>> begin Items

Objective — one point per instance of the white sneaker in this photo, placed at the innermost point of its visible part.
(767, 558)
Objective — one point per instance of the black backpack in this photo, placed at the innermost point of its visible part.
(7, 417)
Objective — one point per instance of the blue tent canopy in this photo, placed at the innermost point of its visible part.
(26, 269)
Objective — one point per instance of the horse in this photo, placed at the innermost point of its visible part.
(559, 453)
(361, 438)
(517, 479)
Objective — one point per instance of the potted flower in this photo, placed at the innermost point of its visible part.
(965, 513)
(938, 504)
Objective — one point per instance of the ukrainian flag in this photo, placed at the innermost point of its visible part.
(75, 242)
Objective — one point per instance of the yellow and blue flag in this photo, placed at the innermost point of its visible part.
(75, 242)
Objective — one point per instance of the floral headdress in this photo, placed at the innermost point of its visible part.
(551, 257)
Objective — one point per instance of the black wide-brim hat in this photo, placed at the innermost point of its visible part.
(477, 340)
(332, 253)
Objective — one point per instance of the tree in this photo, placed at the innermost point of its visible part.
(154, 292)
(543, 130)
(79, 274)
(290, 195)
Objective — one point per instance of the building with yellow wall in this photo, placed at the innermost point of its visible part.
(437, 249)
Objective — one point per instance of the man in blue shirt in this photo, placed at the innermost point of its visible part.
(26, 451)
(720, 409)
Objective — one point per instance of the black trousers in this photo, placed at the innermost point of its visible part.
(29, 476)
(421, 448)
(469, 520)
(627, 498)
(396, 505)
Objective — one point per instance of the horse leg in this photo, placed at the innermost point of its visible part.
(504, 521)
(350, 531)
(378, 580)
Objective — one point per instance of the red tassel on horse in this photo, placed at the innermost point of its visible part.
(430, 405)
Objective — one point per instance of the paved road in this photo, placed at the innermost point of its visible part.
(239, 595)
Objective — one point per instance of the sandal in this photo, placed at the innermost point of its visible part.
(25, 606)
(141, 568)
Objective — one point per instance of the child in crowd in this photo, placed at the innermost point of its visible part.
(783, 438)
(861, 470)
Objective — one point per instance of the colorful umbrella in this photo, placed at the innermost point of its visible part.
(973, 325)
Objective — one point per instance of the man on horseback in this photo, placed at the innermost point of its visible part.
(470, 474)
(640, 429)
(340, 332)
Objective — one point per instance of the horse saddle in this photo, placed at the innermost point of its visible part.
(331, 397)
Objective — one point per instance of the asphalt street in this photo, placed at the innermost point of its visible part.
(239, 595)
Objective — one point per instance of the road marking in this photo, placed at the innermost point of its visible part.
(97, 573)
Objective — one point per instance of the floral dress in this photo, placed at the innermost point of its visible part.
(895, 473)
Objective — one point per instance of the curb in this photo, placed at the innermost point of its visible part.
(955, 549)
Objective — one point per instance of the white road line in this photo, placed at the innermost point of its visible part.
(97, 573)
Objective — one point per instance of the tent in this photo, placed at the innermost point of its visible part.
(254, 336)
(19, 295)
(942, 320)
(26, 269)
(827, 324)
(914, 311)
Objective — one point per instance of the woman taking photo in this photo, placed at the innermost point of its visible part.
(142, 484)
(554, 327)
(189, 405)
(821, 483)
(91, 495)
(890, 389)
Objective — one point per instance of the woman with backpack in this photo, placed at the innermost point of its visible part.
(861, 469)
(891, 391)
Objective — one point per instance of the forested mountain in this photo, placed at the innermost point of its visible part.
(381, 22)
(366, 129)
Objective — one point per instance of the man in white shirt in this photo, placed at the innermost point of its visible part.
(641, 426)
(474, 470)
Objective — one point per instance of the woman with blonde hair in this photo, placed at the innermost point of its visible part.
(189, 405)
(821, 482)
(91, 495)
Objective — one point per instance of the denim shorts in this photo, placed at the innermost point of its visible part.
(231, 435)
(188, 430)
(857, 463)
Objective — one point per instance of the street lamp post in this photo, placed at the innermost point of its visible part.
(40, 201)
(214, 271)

>> end Items

# [What is expected]
Write out the material exactly as given.

# [Output for this exercise]
Objective — one point per instance of the white sneaker in this photo, placed at the innermost point of its visible part.
(767, 558)
Objective — one point per instance of the black backpack in this photo, placed at the innermost point of its visible part.
(7, 417)
Objective — one point per instance of the blue tent canopy in this photo, placed at the innermost point of its visible part.
(26, 269)
Objective — one point per instance of the horse in this photo, placed at the innermost point of its visible part.
(559, 453)
(361, 438)
(517, 479)
Objective — one point per instance of the potted flower in this photo, placed at the innermost point of its visible part.
(965, 513)
(938, 504)
Objective — one point per instance of the ukrainian flag in this photo, placed at the innermost point of its visible part.
(75, 242)
Objective — one point per instance of the yellow and blue flag in this photo, placed at the innermost point of its visible part.
(75, 242)
Objective — one point per instance of the floral headdress in this photo, placed at the innermost point of its visible part.
(551, 257)
Objective — one point per instance of the black wide-brim hat in this photo, placed at the innermost point of its visible part.
(477, 340)
(332, 253)
Objective — one point per instance of the tree in this photo, placed at the innermost point of its visible part.
(154, 292)
(543, 130)
(79, 274)
(290, 195)
Objective — one point per instance of the building with yellow wall in this photo, placed at the innermost point of its visible part.
(437, 249)
Objective — one point per instance of the man in blue shirt in this photo, placed at the innermost point of its visible part.
(26, 451)
(720, 409)
Objective — one point per instance of the black trousers in this photo, placed at the innermost point of its visible part.
(29, 476)
(421, 448)
(469, 520)
(627, 498)
(396, 505)
Objective — one point per instance of the horse leg in this photo, placed at the innermost point of its visible part.
(504, 521)
(350, 531)
(378, 580)
Objective — one point per instance of the red tassel on horse in this photo, placed at the innermost point of its visible part.
(430, 405)
Objective — one point per instance of the paved road in this photo, placed at the innermost point of its visible part.
(239, 595)
Objective — one point per instance of the sandal in this photo, placed at the innermost point of its visible part.
(25, 606)
(141, 568)
Objective — one point per instance of the child in crowd in this photo, placed at the innermost point of its visible part.
(783, 438)
(861, 470)
Objective — one point per instance of the colorful umbrella in this photo, placed at the innermost point of its visible part.
(973, 325)
Objective — one point per instance of the man on horseback in this photo, placed at the innermost point of its visible part.
(470, 474)
(640, 429)
(340, 332)
Objective — one point per instance of the horse saddle in this photo, placed at the innermost point of its visible part.
(331, 397)
Objective — one point per instance of the asphalt street in this photo, placed at the innermost point of its visible part.
(239, 595)
Objective — one point per instance of the road marking in this photo, placed at the innermost point of its visible part.
(97, 573)
Objective — one point per instance of the floral dress in this photo, placed at the innermost point of its visible part.
(895, 473)
Objective — one point per instance of the curb in this photo, placed at the innermost point of its visible part.
(955, 549)
Objective — one point per instance of the white road line in this photo, placed at the innermost point of its visible part.
(97, 573)
Objective — one point per instance of the tent in this photo, placed at the innermost point of its visible part.
(254, 336)
(19, 295)
(942, 320)
(26, 269)
(827, 324)
(914, 311)
Objective — one point per instance of the woman taking photo in this photo, placed at the innermost point of its visible part.
(142, 484)
(554, 327)
(189, 405)
(821, 483)
(91, 495)
(890, 389)
Objective — one point per instance of the woman with backpack in this photo, placed at the innermost point of its visible part.
(861, 469)
(891, 391)
Objective — one point per instance of the forested mountain in this photo, placed at the innermost point of its visible part.
(381, 22)
(366, 129)
Objective — one point per instance of the man in white shirt in this photo, placed at the innermost point of its visible part.
(641, 426)
(474, 470)
Objective — one point per instance of the woman with blonde hair in this photo, placed at the innermost point of its visible part.
(189, 405)
(821, 482)
(91, 495)
Objective — one point per instance of the denim shorts in this photo, placed at the innermost point of its visible part.
(231, 435)
(188, 430)
(857, 463)
Objective — one point per instance of the street lamp post in this photo, placed at the innermost point of its visible part.
(40, 201)
(214, 271)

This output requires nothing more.